* [Extracted records]:
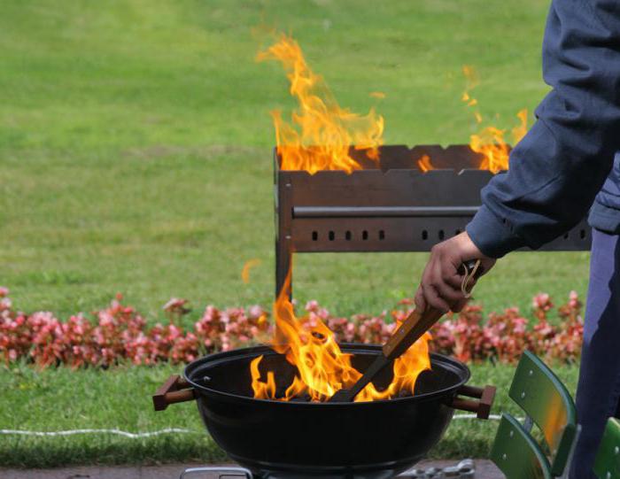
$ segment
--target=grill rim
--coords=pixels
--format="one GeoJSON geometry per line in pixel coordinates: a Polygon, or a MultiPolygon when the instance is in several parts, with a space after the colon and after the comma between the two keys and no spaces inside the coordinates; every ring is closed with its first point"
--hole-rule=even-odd
{"type": "MultiPolygon", "coordinates": [[[[343,352],[366,352],[369,354],[379,354],[382,347],[380,344],[364,344],[360,343],[341,343],[339,345],[343,352]]],[[[360,401],[353,403],[278,401],[275,399],[261,399],[222,391],[214,388],[209,388],[208,386],[200,384],[199,382],[191,379],[192,372],[195,372],[196,369],[198,369],[206,364],[225,364],[236,359],[253,359],[259,356],[265,356],[267,354],[278,355],[278,353],[271,349],[271,347],[266,345],[236,348],[227,352],[209,354],[187,365],[183,369],[183,377],[195,390],[197,390],[197,392],[199,394],[215,395],[222,399],[225,398],[226,400],[233,400],[243,403],[280,405],[277,406],[277,407],[369,407],[372,406],[372,405],[397,405],[405,402],[432,401],[441,399],[442,398],[446,398],[448,396],[452,397],[453,393],[466,384],[471,378],[471,371],[464,363],[444,354],[431,352],[430,353],[431,370],[434,364],[438,364],[443,368],[448,369],[454,373],[456,376],[458,376],[459,380],[451,386],[430,392],[410,396],[407,398],[394,398],[392,399],[377,399],[375,401],[360,401]]]]}

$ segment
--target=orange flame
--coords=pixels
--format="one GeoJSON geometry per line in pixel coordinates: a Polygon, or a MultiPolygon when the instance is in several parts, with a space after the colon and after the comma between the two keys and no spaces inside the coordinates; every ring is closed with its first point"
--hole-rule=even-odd
{"type": "MultiPolygon", "coordinates": [[[[283,293],[289,282],[290,274],[274,305],[275,333],[272,347],[286,355],[286,359],[297,367],[298,375],[283,394],[278,396],[274,372],[267,372],[267,381],[262,381],[259,370],[262,356],[253,359],[250,370],[254,398],[289,401],[307,395],[313,401],[325,401],[337,390],[352,387],[361,373],[353,367],[352,355],[342,352],[334,334],[319,318],[295,315],[283,293]]],[[[357,395],[355,401],[389,399],[404,390],[414,394],[418,375],[430,368],[430,335],[426,333],[394,361],[393,380],[387,388],[378,390],[370,383],[357,395]]]]}
{"type": "Polygon", "coordinates": [[[362,116],[342,108],[323,78],[306,63],[295,40],[282,35],[279,42],[259,52],[257,60],[282,62],[291,82],[291,95],[298,103],[291,122],[285,121],[280,112],[271,112],[283,170],[351,173],[360,168],[350,156],[351,145],[368,149],[368,158],[378,160],[378,147],[383,144],[383,117],[374,109],[362,116]]]}
{"type": "MultiPolygon", "coordinates": [[[[478,102],[471,97],[470,90],[479,83],[477,73],[472,66],[465,65],[463,66],[463,74],[467,79],[467,87],[461,99],[469,107],[477,106],[478,102]]],[[[521,123],[512,129],[513,144],[519,143],[527,133],[527,110],[522,110],[516,116],[521,123]]],[[[474,112],[474,118],[477,123],[482,123],[483,118],[479,112],[474,112]]],[[[481,170],[498,173],[508,169],[510,147],[504,140],[506,130],[489,126],[469,137],[469,148],[477,153],[484,155],[479,166],[481,170]]]]}
{"type": "Polygon", "coordinates": [[[429,155],[422,155],[422,157],[418,159],[418,168],[423,172],[434,169],[434,166],[430,163],[430,157],[429,157],[429,155]]]}
{"type": "Polygon", "coordinates": [[[245,261],[243,269],[241,270],[241,279],[245,284],[250,282],[250,271],[252,268],[258,267],[260,264],[260,259],[254,258],[249,261],[245,261]]]}

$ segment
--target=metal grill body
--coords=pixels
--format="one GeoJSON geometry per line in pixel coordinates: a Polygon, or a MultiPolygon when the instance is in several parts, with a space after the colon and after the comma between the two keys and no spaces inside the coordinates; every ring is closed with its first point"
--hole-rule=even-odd
{"type": "MultiPolygon", "coordinates": [[[[314,174],[280,169],[275,153],[276,294],[293,252],[430,251],[464,230],[493,176],[477,169],[482,157],[467,145],[386,145],[378,164],[351,151],[362,169],[314,174]],[[434,169],[419,169],[424,155],[434,169]]],[[[584,219],[540,251],[585,251],[590,243],[584,219]]]]}

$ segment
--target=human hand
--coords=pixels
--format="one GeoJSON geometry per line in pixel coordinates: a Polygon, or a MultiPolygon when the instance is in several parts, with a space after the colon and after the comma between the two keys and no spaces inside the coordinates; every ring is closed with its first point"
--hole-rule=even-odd
{"type": "MultiPolygon", "coordinates": [[[[461,311],[468,300],[461,290],[463,280],[461,265],[471,259],[481,260],[483,274],[495,264],[495,259],[484,256],[467,232],[433,246],[415,293],[416,307],[421,311],[429,306],[444,313],[461,311]]],[[[469,282],[469,287],[474,284],[475,279],[469,282]]]]}

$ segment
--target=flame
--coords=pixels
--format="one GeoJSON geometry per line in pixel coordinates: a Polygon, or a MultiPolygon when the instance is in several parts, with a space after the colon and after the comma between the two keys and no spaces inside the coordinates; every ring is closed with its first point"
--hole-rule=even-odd
{"type": "Polygon", "coordinates": [[[293,38],[282,35],[276,43],[259,52],[257,60],[282,62],[291,82],[291,95],[298,104],[290,122],[283,119],[280,112],[271,112],[283,170],[351,173],[361,167],[350,156],[352,145],[368,150],[367,156],[378,160],[378,147],[383,144],[383,117],[374,109],[367,115],[359,115],[342,108],[323,78],[306,63],[293,38]]]}
{"type": "Polygon", "coordinates": [[[434,166],[430,163],[430,157],[429,155],[422,155],[420,159],[418,159],[418,168],[422,172],[427,172],[429,170],[434,169],[434,166]]]}
{"type": "MultiPolygon", "coordinates": [[[[469,65],[463,66],[463,74],[467,79],[467,86],[461,99],[469,107],[478,104],[476,98],[471,97],[470,90],[479,83],[479,79],[476,70],[469,65]]],[[[517,114],[520,124],[512,129],[513,144],[516,144],[527,133],[527,109],[521,110],[517,114]]],[[[474,112],[476,122],[480,124],[483,121],[480,112],[474,112]]],[[[510,156],[510,146],[504,140],[506,130],[497,127],[489,126],[484,127],[479,133],[469,137],[469,148],[477,153],[482,153],[484,158],[480,163],[481,170],[490,170],[498,173],[508,169],[508,157],[510,156]]]]}
{"type": "MultiPolygon", "coordinates": [[[[350,388],[361,376],[352,365],[352,355],[344,353],[334,338],[334,334],[317,317],[298,318],[284,291],[288,290],[289,277],[274,305],[275,332],[273,349],[286,356],[286,359],[298,369],[292,382],[278,391],[275,372],[267,373],[267,381],[261,380],[259,366],[262,356],[250,365],[252,387],[254,398],[290,401],[307,397],[312,401],[325,401],[337,390],[350,388]]],[[[373,401],[398,397],[401,391],[414,394],[418,375],[430,368],[426,333],[400,358],[394,361],[393,380],[383,390],[373,383],[368,384],[355,398],[355,401],[373,401]]]]}
{"type": "Polygon", "coordinates": [[[245,284],[250,282],[250,270],[252,268],[258,267],[260,264],[260,259],[254,258],[249,261],[245,261],[243,269],[241,270],[241,279],[245,284]]]}

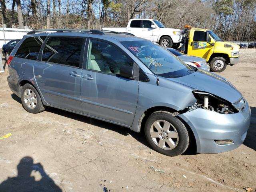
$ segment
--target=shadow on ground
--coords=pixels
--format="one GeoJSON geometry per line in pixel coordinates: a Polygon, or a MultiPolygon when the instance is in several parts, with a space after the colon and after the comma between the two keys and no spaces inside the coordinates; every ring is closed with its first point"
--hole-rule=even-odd
{"type": "Polygon", "coordinates": [[[244,144],[256,151],[256,108],[251,107],[251,123],[244,144]]]}
{"type": "Polygon", "coordinates": [[[18,175],[8,177],[0,184],[1,192],[62,192],[62,190],[54,180],[45,172],[40,163],[34,164],[29,156],[23,157],[17,166],[18,175]],[[42,177],[36,181],[30,175],[33,171],[38,171],[42,177]]]}

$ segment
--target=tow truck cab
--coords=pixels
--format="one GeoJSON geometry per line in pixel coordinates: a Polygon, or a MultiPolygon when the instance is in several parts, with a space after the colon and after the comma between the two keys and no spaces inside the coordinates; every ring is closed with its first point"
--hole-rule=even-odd
{"type": "Polygon", "coordinates": [[[214,72],[221,72],[227,65],[238,63],[239,46],[223,41],[210,30],[185,27],[183,45],[180,50],[182,52],[206,59],[214,72]]]}

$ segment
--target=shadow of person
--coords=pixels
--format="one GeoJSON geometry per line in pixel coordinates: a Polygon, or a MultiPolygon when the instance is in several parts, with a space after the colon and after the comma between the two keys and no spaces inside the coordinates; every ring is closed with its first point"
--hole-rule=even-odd
{"type": "Polygon", "coordinates": [[[61,192],[57,186],[44,170],[40,163],[34,164],[30,157],[23,158],[17,166],[18,176],[8,177],[0,184],[0,192],[61,192]],[[32,171],[38,171],[42,179],[37,181],[30,176],[32,171]]]}

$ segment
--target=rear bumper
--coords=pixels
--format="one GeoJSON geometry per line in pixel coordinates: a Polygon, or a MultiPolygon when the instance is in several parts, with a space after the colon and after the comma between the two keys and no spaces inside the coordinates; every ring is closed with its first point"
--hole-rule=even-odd
{"type": "Polygon", "coordinates": [[[181,35],[172,35],[171,37],[174,43],[178,43],[182,42],[182,37],[181,35]]]}
{"type": "Polygon", "coordinates": [[[241,112],[220,114],[197,109],[179,115],[193,131],[198,153],[218,153],[230,151],[244,142],[249,128],[251,110],[248,103],[241,112]],[[220,145],[216,140],[230,140],[234,143],[220,145]]]}
{"type": "Polygon", "coordinates": [[[229,59],[230,60],[230,65],[236,65],[238,62],[239,57],[236,58],[230,58],[229,59]]]}

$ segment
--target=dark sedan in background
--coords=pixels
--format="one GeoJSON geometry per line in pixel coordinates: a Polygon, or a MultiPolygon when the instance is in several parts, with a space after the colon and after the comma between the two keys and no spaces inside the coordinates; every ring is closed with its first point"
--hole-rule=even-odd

* [To be done]: Pick out every line in the rows above that contains the string "target". Case counts.

* [The answer]:
--target=grill rim
--target=orange flame
--target=metal grill body
--target=human hand
--target=flame
--target=shadow on ground
--target=tow truck cab
--target=shadow of person
--target=rear bumper
--target=dark sedan in background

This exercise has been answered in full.